=== Begin Enclosure ===
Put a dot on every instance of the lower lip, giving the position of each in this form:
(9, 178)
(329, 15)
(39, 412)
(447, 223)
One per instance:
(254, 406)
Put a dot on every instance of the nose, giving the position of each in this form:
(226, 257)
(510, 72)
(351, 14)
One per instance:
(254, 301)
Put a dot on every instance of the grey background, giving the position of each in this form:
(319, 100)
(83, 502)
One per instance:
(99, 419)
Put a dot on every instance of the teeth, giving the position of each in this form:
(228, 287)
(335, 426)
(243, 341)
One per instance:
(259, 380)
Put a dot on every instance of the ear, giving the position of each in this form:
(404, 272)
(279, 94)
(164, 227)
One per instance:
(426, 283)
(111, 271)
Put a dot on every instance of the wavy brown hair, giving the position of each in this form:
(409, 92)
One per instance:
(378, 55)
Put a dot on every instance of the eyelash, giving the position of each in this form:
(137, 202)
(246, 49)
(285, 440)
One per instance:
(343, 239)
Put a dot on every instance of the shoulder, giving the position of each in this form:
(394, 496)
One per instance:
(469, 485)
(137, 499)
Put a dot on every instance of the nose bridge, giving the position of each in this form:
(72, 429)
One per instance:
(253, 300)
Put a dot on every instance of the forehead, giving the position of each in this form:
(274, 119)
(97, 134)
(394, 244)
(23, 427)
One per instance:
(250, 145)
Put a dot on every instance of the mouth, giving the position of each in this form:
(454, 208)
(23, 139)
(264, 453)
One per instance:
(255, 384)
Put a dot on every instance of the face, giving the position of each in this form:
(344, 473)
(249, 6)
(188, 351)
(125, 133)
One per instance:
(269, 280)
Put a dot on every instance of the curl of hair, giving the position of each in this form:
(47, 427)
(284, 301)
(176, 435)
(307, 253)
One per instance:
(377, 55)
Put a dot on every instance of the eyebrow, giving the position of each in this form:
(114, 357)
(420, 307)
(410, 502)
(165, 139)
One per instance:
=== End Enclosure ===
--- Assignment ---
Pull every line containing "hair" out of the entries.

--- Problem solution ---
Put a dot on every instance of the wavy brown hair, giving the position of each in this form:
Put a dot on every instance of the curl of hair, giving the position of each in this form:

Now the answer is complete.